Your objective — Look below for the line with "Would you be able to mark the trouser". Extract that line and each one after it through the last, word for word.

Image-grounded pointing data
#####

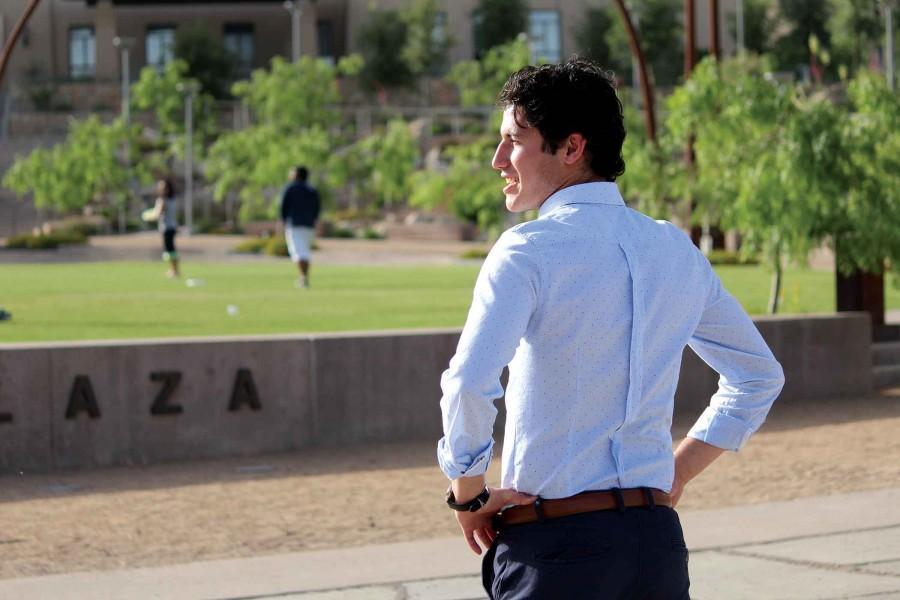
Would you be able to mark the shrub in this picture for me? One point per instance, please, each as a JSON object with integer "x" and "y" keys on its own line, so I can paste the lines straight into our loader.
{"x": 726, "y": 257}
{"x": 276, "y": 246}
{"x": 480, "y": 253}
{"x": 251, "y": 246}
{"x": 47, "y": 241}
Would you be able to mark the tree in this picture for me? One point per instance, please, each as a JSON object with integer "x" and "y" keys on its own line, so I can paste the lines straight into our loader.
{"x": 757, "y": 167}
{"x": 427, "y": 41}
{"x": 758, "y": 26}
{"x": 206, "y": 58}
{"x": 161, "y": 93}
{"x": 661, "y": 28}
{"x": 88, "y": 166}
{"x": 382, "y": 41}
{"x": 378, "y": 166}
{"x": 591, "y": 38}
{"x": 470, "y": 189}
{"x": 863, "y": 224}
{"x": 498, "y": 22}
{"x": 479, "y": 81}
{"x": 294, "y": 105}
{"x": 792, "y": 168}
{"x": 803, "y": 19}
{"x": 856, "y": 30}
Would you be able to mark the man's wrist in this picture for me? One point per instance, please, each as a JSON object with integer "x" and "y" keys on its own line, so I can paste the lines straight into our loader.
{"x": 473, "y": 505}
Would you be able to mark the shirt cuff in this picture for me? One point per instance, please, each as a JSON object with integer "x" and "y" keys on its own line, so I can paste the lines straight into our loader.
{"x": 721, "y": 430}
{"x": 464, "y": 466}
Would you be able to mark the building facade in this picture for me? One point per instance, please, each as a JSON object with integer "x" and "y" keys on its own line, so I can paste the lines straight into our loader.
{"x": 72, "y": 40}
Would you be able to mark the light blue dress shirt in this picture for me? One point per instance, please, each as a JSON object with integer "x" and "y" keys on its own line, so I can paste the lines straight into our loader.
{"x": 591, "y": 305}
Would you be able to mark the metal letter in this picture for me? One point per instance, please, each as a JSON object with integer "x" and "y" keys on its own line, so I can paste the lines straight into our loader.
{"x": 82, "y": 398}
{"x": 161, "y": 405}
{"x": 244, "y": 392}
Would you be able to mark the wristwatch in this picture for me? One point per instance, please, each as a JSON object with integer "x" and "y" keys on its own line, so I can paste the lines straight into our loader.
{"x": 473, "y": 505}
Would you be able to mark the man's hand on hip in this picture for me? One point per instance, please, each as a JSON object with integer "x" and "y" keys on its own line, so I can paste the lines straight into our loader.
{"x": 478, "y": 526}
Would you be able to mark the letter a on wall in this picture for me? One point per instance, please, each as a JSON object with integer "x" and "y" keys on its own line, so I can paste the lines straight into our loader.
{"x": 244, "y": 392}
{"x": 82, "y": 398}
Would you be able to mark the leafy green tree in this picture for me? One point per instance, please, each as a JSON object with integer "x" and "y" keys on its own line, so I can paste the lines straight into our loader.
{"x": 591, "y": 37}
{"x": 856, "y": 29}
{"x": 498, "y": 22}
{"x": 206, "y": 58}
{"x": 863, "y": 224}
{"x": 803, "y": 20}
{"x": 161, "y": 93}
{"x": 660, "y": 26}
{"x": 292, "y": 95}
{"x": 427, "y": 40}
{"x": 394, "y": 154}
{"x": 382, "y": 41}
{"x": 88, "y": 166}
{"x": 294, "y": 105}
{"x": 470, "y": 189}
{"x": 792, "y": 169}
{"x": 754, "y": 172}
{"x": 759, "y": 22}
{"x": 480, "y": 81}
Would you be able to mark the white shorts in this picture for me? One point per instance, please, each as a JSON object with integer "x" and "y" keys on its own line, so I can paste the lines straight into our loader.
{"x": 299, "y": 240}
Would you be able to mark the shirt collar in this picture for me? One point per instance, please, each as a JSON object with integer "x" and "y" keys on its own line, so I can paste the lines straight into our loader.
{"x": 598, "y": 192}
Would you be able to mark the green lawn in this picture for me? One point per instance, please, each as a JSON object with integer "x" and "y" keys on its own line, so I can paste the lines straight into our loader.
{"x": 134, "y": 300}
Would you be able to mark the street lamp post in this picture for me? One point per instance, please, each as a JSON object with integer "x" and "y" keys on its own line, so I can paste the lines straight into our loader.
{"x": 189, "y": 89}
{"x": 295, "y": 7}
{"x": 889, "y": 42}
{"x": 124, "y": 45}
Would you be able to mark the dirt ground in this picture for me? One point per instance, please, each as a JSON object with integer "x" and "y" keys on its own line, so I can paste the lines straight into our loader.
{"x": 128, "y": 517}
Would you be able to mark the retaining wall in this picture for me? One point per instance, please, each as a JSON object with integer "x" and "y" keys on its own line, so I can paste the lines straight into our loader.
{"x": 138, "y": 402}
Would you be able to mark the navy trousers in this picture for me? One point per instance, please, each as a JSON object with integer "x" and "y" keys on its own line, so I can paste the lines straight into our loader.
{"x": 633, "y": 554}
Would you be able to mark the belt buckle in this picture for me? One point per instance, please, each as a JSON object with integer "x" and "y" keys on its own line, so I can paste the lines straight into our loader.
{"x": 539, "y": 509}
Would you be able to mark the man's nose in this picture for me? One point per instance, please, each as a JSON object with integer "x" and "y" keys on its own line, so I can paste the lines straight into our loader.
{"x": 501, "y": 157}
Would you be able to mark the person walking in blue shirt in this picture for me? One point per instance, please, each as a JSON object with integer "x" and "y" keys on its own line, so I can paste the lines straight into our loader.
{"x": 300, "y": 208}
{"x": 590, "y": 306}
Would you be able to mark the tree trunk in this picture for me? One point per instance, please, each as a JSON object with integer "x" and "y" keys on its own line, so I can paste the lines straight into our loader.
{"x": 775, "y": 291}
{"x": 861, "y": 291}
{"x": 646, "y": 87}
{"x": 14, "y": 37}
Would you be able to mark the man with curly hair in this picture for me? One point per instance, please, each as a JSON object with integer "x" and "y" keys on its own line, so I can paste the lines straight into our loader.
{"x": 590, "y": 306}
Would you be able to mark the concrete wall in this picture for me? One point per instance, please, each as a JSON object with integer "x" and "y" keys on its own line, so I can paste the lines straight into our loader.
{"x": 321, "y": 391}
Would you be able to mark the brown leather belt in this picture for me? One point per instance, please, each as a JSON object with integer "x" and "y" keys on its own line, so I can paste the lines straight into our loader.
{"x": 582, "y": 503}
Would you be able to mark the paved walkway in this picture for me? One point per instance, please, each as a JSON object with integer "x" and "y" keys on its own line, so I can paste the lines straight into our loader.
{"x": 146, "y": 246}
{"x": 820, "y": 548}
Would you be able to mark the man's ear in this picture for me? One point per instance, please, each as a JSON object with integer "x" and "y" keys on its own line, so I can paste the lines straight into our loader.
{"x": 574, "y": 148}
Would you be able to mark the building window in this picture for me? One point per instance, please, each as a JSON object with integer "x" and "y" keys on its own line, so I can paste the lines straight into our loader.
{"x": 238, "y": 39}
{"x": 325, "y": 30}
{"x": 439, "y": 29}
{"x": 82, "y": 57}
{"x": 543, "y": 30}
{"x": 160, "y": 46}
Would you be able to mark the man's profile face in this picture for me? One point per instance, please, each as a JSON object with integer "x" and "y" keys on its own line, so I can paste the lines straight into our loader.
{"x": 531, "y": 174}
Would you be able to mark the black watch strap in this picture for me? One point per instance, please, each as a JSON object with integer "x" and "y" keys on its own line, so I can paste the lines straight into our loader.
{"x": 473, "y": 505}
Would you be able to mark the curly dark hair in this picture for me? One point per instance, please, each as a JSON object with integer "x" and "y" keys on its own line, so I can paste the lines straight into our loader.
{"x": 577, "y": 96}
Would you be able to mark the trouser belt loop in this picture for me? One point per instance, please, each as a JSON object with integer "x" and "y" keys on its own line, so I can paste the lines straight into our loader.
{"x": 539, "y": 510}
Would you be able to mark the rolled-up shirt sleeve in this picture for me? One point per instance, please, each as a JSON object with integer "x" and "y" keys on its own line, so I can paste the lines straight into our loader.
{"x": 750, "y": 378}
{"x": 503, "y": 303}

#####

Response area —
Would you be able to mark the trouser belt loop in this picture for me? One point per instance, please, each as a JSON object with integer "x" and "y" keys on its own line, so I can paste the lines straight into our loader.
{"x": 539, "y": 510}
Would you be able to mark the rolled-up shirt sleeve in this picture for me? One point per instance, please, each as a JSON object with integer "x" and "y" keys on its own line, so I can paste the lines straight into our loader.
{"x": 750, "y": 378}
{"x": 503, "y": 303}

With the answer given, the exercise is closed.